Count the lines in the listing below that contain the string "Target", with case treated as significant. Give the number only.

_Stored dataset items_
* * *
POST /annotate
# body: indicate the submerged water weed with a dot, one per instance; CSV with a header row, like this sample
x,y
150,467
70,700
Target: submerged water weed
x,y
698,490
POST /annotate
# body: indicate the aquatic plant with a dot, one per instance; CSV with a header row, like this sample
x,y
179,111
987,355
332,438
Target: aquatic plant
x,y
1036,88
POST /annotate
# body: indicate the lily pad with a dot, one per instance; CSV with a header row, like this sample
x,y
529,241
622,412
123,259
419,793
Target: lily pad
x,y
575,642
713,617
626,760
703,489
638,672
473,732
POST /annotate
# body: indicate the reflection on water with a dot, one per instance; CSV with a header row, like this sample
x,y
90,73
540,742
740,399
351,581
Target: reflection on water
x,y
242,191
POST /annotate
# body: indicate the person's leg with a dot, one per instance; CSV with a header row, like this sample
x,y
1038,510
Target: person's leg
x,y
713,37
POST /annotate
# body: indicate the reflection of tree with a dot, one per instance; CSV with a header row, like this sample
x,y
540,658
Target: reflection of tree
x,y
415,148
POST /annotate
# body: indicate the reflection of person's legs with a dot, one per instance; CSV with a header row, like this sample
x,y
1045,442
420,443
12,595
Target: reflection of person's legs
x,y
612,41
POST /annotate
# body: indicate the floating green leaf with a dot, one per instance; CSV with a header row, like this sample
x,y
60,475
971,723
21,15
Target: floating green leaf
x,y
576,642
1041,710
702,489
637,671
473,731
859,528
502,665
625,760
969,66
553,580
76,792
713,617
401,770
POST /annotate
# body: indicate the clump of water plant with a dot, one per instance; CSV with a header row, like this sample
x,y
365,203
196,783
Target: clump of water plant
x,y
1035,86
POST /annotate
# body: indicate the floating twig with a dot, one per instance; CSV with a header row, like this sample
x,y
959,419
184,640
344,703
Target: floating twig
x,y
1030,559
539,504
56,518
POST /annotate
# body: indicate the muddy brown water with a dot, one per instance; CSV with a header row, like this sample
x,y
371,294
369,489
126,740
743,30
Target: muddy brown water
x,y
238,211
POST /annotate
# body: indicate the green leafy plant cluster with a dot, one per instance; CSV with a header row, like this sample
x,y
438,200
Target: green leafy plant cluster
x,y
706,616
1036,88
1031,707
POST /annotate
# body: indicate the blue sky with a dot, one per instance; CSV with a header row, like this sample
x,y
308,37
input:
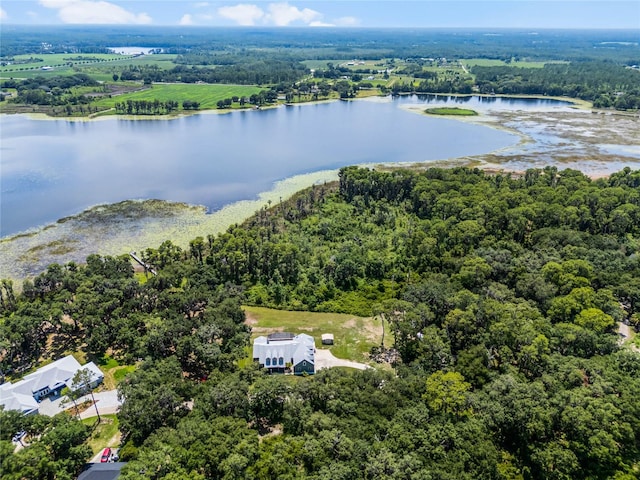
* * *
_SOLUTION TO THE PROBLEM_
12